**Directive**
Reproduce verbatim the lines of the data below, beginning with the line that contains "For the benchmark, mark every instance of the white high-rise" and ending after the line that contains "For the benchmark, mark every instance of the distant", with both of those lines included. Give only those lines.
****************
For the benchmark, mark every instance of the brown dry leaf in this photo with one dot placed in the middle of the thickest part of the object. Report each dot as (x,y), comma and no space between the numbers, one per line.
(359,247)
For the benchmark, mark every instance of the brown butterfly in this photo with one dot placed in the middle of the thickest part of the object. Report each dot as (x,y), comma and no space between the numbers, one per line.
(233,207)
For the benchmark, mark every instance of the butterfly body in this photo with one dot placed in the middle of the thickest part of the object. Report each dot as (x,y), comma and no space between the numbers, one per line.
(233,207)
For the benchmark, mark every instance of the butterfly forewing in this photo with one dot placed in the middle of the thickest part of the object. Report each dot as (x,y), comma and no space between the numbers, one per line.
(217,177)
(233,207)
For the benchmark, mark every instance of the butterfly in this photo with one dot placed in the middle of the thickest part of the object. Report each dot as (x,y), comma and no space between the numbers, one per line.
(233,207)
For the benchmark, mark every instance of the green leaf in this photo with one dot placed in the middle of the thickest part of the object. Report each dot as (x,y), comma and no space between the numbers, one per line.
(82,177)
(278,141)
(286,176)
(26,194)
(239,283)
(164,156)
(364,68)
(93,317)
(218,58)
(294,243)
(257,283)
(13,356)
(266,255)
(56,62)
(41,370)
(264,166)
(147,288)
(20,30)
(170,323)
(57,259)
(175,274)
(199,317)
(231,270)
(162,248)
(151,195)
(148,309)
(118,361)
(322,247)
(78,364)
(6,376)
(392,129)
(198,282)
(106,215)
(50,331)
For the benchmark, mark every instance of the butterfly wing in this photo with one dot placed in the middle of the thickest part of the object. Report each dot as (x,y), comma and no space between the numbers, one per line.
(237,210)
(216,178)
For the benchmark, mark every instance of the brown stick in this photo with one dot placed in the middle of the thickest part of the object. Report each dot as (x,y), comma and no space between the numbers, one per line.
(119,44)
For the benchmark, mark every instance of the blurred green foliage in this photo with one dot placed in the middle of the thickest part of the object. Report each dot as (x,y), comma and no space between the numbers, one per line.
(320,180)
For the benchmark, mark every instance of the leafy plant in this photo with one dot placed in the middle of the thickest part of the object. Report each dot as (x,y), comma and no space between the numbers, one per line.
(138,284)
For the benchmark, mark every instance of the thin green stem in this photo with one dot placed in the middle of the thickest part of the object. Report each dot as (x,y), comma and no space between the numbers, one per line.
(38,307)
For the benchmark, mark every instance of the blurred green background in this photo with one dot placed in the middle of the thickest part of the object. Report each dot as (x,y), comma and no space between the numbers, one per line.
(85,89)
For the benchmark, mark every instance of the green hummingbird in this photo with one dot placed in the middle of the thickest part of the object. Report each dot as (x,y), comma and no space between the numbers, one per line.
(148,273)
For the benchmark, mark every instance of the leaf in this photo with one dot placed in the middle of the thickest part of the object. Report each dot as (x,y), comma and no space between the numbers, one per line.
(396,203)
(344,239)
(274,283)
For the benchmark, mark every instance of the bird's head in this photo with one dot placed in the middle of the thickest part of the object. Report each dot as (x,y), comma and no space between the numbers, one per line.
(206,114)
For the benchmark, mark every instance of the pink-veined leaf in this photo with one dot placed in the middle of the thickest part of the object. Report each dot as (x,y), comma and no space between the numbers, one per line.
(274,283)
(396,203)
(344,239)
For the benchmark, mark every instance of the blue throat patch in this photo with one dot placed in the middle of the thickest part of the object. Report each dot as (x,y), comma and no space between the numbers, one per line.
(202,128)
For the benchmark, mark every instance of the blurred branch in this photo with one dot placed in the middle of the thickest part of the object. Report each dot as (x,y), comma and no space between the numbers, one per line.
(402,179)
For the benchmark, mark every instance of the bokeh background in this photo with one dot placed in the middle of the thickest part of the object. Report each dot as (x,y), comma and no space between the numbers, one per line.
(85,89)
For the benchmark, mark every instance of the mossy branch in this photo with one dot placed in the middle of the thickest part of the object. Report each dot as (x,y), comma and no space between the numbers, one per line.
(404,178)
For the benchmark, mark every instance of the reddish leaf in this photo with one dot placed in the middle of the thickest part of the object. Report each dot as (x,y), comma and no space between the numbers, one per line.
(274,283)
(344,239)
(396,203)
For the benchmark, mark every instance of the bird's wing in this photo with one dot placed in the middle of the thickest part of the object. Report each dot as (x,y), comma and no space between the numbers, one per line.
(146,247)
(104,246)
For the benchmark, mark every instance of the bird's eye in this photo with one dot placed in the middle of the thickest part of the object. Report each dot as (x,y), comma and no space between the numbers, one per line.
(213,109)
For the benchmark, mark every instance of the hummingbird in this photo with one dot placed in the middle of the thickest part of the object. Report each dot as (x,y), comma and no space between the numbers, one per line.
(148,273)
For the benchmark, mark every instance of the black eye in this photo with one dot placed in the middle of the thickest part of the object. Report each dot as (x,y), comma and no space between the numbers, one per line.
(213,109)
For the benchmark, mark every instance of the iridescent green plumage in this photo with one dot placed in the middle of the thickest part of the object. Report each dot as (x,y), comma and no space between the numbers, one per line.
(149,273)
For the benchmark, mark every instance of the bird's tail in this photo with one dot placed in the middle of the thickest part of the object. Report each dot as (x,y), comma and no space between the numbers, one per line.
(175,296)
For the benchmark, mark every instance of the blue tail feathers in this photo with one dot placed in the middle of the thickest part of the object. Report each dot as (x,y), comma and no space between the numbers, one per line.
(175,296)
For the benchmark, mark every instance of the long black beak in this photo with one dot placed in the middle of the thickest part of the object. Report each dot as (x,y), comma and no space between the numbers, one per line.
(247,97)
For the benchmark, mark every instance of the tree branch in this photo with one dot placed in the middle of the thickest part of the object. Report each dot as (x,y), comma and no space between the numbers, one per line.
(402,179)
****************
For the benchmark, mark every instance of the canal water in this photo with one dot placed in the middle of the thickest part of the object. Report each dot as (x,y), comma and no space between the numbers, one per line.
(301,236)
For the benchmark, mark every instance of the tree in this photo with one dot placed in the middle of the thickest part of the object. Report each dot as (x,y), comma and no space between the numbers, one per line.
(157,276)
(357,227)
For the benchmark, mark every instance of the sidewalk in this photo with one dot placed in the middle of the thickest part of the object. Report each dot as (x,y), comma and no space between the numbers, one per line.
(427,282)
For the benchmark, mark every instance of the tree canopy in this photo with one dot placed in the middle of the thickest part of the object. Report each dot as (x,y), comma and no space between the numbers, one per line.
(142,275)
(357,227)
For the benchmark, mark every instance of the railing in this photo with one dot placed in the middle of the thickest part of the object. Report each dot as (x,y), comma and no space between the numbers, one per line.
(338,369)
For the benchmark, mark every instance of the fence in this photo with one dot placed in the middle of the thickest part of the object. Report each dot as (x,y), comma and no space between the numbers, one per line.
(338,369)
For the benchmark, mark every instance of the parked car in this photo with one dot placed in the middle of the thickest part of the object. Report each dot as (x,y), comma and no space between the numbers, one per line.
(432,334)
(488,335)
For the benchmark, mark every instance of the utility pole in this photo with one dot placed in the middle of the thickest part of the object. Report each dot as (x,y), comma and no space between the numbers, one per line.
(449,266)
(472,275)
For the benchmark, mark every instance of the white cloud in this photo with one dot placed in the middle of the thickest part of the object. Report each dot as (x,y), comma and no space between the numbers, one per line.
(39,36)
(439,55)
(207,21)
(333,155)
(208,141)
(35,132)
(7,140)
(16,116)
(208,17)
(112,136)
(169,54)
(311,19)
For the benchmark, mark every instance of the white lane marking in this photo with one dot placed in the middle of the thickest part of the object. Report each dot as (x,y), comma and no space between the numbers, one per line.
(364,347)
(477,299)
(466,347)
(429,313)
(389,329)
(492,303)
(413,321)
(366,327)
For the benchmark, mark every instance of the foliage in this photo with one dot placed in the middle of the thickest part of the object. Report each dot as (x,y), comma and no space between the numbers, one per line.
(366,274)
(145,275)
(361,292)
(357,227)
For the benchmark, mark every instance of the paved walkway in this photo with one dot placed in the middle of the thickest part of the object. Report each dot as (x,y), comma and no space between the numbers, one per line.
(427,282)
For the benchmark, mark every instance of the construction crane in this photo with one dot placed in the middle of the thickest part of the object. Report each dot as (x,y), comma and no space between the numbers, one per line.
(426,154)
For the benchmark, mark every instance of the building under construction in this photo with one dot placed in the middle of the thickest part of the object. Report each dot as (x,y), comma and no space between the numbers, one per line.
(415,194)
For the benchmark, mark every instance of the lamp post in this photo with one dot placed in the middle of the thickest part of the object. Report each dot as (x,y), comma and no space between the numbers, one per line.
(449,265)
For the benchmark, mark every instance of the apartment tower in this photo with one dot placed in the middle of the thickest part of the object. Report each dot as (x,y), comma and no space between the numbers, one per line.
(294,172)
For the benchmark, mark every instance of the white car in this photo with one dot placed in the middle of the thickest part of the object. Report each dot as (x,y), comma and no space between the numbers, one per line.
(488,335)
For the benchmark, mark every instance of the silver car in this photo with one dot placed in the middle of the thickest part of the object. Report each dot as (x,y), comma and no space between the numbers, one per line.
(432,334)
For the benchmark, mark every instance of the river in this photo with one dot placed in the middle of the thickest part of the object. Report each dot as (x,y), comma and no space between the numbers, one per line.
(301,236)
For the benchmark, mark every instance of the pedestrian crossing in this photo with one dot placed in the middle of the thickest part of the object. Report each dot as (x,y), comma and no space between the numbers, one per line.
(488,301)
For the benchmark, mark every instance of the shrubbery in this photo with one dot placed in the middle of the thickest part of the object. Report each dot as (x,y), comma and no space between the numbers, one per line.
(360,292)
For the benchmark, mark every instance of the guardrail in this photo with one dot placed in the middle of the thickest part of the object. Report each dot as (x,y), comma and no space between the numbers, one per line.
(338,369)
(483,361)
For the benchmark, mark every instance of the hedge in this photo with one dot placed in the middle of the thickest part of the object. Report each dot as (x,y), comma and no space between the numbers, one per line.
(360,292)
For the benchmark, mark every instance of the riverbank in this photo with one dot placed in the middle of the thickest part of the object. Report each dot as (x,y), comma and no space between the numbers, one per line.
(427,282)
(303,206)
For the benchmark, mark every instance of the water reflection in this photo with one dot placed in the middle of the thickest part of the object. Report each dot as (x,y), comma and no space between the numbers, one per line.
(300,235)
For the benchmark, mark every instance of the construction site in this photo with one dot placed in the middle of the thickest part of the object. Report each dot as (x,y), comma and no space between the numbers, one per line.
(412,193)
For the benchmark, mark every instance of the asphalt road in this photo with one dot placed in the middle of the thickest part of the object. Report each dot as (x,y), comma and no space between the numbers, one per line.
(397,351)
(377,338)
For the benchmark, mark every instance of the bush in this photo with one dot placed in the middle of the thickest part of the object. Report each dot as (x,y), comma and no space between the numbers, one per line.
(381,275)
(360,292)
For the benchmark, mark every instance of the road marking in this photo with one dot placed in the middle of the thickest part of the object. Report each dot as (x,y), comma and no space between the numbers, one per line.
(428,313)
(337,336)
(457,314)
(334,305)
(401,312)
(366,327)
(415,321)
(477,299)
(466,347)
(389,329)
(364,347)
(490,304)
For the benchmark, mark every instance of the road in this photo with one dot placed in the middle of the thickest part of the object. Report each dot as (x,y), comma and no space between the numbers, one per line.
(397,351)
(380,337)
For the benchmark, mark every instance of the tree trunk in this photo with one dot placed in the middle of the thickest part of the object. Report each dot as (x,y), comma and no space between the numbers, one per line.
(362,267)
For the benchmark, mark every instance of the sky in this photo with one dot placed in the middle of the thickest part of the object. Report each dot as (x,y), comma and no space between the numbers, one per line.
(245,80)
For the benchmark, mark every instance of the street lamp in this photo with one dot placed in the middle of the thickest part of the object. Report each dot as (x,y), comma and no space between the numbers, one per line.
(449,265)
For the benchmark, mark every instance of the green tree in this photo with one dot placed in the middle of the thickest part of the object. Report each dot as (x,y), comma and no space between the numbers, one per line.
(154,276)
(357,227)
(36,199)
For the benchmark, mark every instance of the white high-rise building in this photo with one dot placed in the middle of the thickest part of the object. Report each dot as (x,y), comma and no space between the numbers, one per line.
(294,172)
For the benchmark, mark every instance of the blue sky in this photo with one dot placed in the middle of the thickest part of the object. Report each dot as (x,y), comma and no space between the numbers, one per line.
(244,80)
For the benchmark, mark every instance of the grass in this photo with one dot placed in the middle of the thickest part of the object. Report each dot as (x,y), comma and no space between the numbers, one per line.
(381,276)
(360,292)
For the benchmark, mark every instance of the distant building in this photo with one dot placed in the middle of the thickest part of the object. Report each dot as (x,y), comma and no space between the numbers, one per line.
****************
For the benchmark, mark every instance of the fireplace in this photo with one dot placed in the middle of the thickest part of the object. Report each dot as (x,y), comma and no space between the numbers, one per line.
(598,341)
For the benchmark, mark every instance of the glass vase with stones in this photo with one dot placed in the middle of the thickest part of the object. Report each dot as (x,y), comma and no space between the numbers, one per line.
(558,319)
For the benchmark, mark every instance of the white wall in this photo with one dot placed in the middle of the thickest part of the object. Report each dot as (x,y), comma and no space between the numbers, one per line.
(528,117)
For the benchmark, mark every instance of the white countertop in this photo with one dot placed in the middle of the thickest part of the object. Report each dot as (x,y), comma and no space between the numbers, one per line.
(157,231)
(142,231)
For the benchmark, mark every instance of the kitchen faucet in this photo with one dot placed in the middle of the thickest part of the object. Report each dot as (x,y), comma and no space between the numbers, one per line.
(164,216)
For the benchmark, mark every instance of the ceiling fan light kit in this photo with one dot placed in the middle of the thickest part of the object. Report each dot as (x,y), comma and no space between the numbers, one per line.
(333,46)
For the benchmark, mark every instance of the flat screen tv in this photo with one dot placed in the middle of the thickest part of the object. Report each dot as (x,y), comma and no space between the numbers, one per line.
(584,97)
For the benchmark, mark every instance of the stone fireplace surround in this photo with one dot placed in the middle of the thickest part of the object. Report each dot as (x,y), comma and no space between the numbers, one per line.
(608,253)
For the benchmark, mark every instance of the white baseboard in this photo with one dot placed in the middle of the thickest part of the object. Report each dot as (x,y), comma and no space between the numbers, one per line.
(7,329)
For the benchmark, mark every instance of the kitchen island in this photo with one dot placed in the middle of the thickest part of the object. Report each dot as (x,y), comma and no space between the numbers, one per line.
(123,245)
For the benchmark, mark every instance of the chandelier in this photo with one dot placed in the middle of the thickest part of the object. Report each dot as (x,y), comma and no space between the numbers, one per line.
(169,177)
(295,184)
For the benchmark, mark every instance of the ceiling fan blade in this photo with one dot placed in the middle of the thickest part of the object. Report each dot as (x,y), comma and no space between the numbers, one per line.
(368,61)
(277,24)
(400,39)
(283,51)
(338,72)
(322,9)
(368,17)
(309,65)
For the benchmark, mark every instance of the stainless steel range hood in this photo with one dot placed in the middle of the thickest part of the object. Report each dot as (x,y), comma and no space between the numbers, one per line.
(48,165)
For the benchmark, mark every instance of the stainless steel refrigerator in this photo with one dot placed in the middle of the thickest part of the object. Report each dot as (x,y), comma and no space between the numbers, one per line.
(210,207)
****************
**Exercise response**
For the benchmark, mark every instance of the white high-rise building in this photo with one dot placed in the middle of the thickest part of the object. Report each dot as (x,y), comma and no space between the numbers, one per line.
(294,172)
For the benchmark, mark every instance of the blue sky in this photo with one dot placed in the middle of the thickest part of the object. Report each dot as (x,y), comma and no space between the numbers, one per line.
(244,80)
For the benchmark, mark every instance of the grass in this photo with one dot placed in the middle of the thickest part of the object. Report each dot as (x,y), comma and no space between the numbers, one per line.
(381,276)
(360,292)
For the benchmark, mark every instance of the distant building in this photo with one dot placed in the middle of the thickest part of the object. Report each dot as (x,y), comma and no space between the numbers, one per line.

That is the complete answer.